----- Document
With the brand new challenge of Austin ahead, Renault Sport F1, engine supplier to 4 F1 teams has doubled its efforts of dyno testing in preparation for Austin. The event will mark F1's return to the USA for the first time since 2007.

The brand new 5.516km track is set in the Texan countryside outside Austin and features corner profiles similar to the most challenging complexes ever seen on the calendar, including the Suzuka Esses and Turn 8 from Istanbul. There are also several gradient changes over a lap, particularly in sector one, which features a blind apex that will really push the drivers.

As a new event on the calendar, Renault Sport F1 will use all the tools at its disposal, including computer simulation and engine dyno running, to prepare for the GP. More than double the time is spent testing engine maps on the dyno than would otherwise be the case for a ‘normal race’; so approximately four days of dyno running and simulations.

Jérôme d’Ambrosio, Lotus F1 Team:
"There is a real buzz about the Circuit of The Americas. It’s a very enjoyable layout with a couple of good opportunities for overtaking, some long, fast, sweeping ‘S’ bends and a few really satisfying, high speed changes of direction similar to the ‘Becketts’ complex at Silverstone. The first corner is also quite special and it will be interesting to see it when people are dicing for position in the race. It’s an enjoyable layout for a racing driver and also fantastic for the fans as the viewing areas are very well placed to catch all the action; of which there should be plenty!"

Rémi Taffin, Renault Sport F1 head of track operations:
"Going to a new track always presents a new set of challenges as we rely heavily on simulations conducted in the dyno and on various computer modelling software. The accuracy of the models is such that we can gauge starting gear ratios, fuel consumption over one lap and a basic torque map, but nuances such as the kerbing, the abrasiveness and the undulations of the track will all need to be assessed on site."

"The first sector starts with a low speed hairpin that will require good engine braking and response on the exit since it opens out to a flowing sequence of turns that have characteristics of the Maggotts-Becketts complex in Silverstone or the Esses in Suzuka. This turn is also blind, so the driver will need to ‘feel’ the corner and have the confidence that the car will behave as he wants. The next sector will be a fantastic challenge for drivers, and also for engine engineers as this type of complex is the hardest to map! The average speed through this sector will be around 210kph in fifth or sixth gear with the revs no lower than 15,000rpm. The internals of the engine will also be subject to high lateral g-forces as the driver rapidly switches direction."

"A high percentage of sector two is given to the long straight, one of the longer straights on the calendar at just over a kilometre. Despite its length it’s one of the easier parts of this track; it’s sector three that is going to present the hardest challenge as it includes corners similar to the most challenging corners on the calendar; the stadium in Hockenheim and Turn 8 in Istanbul! This will be one of the sectors we will work the hardest on when we arrive."

"What you can’t see from the track map is that there is a lot of undulation change over the lap, very similar to India. This will put an extra strain on the engine internals as the lubricants rise and fall within the systems over the crests and dips, but we do not expect it to be a particular concern as we already have plenty of experience on this type of track from Spa and India this year."
----------
----- Listed records
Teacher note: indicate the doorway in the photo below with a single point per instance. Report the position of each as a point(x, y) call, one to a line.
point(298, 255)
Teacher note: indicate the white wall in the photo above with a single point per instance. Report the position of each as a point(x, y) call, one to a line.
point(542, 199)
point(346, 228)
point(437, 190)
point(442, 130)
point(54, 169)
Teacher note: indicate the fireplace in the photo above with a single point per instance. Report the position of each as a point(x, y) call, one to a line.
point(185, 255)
----------
**Problems to solve**
**A.** List every other venue the Austin article names when comparing it with the new circuit.
**B.** Print the part of the Austin article that opens with the words containing "As a new event" and closes with "running and simulations.".
The stored lines are material apart from the article.

**The responses**
**A.** Suzuka, Istanbul, Silverstone, Hockenheim, India, Spa

**B.**
As a new event on the calendar, Renault Sport F1 will use all the tools at its disposal, including computer simulation and engine dyno running, to prepare for the GP. More than double the time is spent testing engine maps on the dyno than would otherwise be the case for a ‘normal race’; so approximately four days of dyno running and simulations.